== STORED RECORDS ==

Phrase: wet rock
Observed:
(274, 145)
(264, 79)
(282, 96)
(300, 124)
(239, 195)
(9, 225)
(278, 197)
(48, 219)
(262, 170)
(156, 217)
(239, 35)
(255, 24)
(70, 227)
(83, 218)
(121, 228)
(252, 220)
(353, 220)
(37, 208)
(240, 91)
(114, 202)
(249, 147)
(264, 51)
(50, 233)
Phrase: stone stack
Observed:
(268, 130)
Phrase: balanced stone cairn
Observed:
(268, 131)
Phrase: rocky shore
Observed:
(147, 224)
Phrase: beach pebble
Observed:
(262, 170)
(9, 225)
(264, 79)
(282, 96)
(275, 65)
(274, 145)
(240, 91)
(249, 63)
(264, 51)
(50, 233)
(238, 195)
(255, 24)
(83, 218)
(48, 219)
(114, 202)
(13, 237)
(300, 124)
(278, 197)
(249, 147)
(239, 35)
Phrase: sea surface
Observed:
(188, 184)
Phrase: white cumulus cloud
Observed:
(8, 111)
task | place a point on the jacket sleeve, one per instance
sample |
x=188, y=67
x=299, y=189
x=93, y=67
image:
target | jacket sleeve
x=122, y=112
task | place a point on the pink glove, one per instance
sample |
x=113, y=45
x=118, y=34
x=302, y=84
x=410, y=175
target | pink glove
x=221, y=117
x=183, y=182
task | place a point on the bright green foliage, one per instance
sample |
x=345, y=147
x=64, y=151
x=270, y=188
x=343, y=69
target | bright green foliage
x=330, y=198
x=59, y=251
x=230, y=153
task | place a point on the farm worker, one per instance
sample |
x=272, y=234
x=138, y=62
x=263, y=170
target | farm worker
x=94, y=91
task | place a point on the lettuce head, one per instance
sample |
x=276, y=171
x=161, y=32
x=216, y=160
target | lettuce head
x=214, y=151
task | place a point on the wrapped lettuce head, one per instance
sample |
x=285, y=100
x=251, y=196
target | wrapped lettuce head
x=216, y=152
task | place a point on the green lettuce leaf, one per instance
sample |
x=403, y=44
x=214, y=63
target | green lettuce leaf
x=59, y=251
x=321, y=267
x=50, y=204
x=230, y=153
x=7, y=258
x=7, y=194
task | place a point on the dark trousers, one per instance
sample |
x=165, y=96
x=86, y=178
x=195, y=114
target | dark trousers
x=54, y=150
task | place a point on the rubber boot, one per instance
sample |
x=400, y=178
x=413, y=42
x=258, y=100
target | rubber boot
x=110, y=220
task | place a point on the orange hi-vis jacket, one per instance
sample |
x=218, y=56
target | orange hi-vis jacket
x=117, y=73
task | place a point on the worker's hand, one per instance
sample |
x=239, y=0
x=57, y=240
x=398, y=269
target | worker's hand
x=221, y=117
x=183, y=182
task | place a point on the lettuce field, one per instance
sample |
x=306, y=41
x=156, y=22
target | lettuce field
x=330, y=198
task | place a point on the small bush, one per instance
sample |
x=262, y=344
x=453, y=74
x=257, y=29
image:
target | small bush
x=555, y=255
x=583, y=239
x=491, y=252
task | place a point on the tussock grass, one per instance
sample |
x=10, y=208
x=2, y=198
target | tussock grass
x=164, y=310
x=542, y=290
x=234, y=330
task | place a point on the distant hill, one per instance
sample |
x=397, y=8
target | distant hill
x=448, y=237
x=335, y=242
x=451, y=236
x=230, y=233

===

## REQUIREMENT
Copy out the whole listing again, renaming "Observed" as "Marked" everywhere it occurs and leaving every other part unchanged.

## THE RESULT
Phrase: wet rock
Marked:
(274, 145)
(264, 79)
(282, 96)
(300, 124)
(239, 195)
(9, 225)
(278, 197)
(48, 219)
(262, 170)
(156, 217)
(239, 35)
(255, 24)
(70, 227)
(83, 218)
(121, 228)
(252, 220)
(353, 220)
(37, 208)
(240, 91)
(114, 202)
(249, 147)
(264, 51)
(50, 233)
Phrase: stone stack
Marked:
(268, 130)
Phrase: balanced stone cairn
Marked:
(268, 131)
Phrase: rocky shore
Marked:
(147, 224)
Phrase: beach pebble
Marked:
(262, 170)
(9, 225)
(264, 79)
(282, 96)
(275, 65)
(274, 145)
(240, 91)
(249, 63)
(264, 51)
(50, 233)
(238, 195)
(255, 24)
(83, 218)
(48, 219)
(114, 202)
(13, 237)
(300, 124)
(278, 197)
(249, 147)
(239, 35)
Phrase: sea surface
Marked:
(188, 184)
Phrase: white cumulus cloud
Marked:
(8, 111)
task | place a point on the jacket sleeve, one per instance
sample |
x=188, y=67
x=299, y=189
x=93, y=67
image:
target | jacket sleeve
x=122, y=112
task | place a point on the pink glove, one per instance
sample |
x=113, y=45
x=118, y=34
x=302, y=84
x=410, y=175
target | pink glove
x=221, y=117
x=183, y=182
task | place a point on the bright green foliage, one per instance
sample |
x=345, y=147
x=64, y=151
x=270, y=188
x=343, y=69
target | bright green foliage
x=330, y=198
x=59, y=251
x=230, y=153
task | place a point on the farm worker, one per instance
sample |
x=272, y=234
x=138, y=62
x=263, y=170
target | farm worker
x=94, y=91
task | place a point on the lettuce head, one per instance
sample |
x=276, y=171
x=161, y=32
x=216, y=160
target | lettuce head
x=214, y=151
task | place a point on the wrapped lettuce head, one per instance
sample |
x=285, y=100
x=251, y=196
target | wrapped lettuce head
x=216, y=152
task | place a point on the green lettuce leaf, one per instance
sample |
x=403, y=44
x=214, y=63
target | green lettuce leaf
x=59, y=251
x=321, y=267
x=50, y=204
x=230, y=153
x=7, y=258
x=7, y=194
task | place a point on the dark trousers, one per instance
sample |
x=165, y=96
x=86, y=178
x=195, y=114
target | dark trousers
x=54, y=150
task | place a point on the rubber boot, one per instance
sample |
x=400, y=178
x=413, y=42
x=258, y=100
target | rubber boot
x=110, y=220
task | place a point on the orange hi-vis jacket, one per instance
sample |
x=218, y=56
target | orange hi-vis jacket
x=117, y=73
task | place a point on the worker's hand, one per instance
sample |
x=239, y=0
x=57, y=240
x=398, y=269
target | worker's hand
x=221, y=117
x=183, y=182
task | place a point on the lettuce field, one per instance
sample |
x=306, y=41
x=156, y=22
target | lettuce field
x=330, y=198
task | place a point on the small bush, one per instance
sample |
x=262, y=344
x=453, y=74
x=257, y=29
image:
target | small bush
x=555, y=255
x=583, y=239
x=491, y=252
task | place a point on the tussock grass, one per instance
sample |
x=10, y=208
x=2, y=198
target | tussock grass
x=164, y=310
x=542, y=290
x=234, y=330
task | place a point on the distant hill, one per instance
sample |
x=397, y=8
target | distant hill
x=448, y=237
x=335, y=242
x=451, y=236
x=230, y=233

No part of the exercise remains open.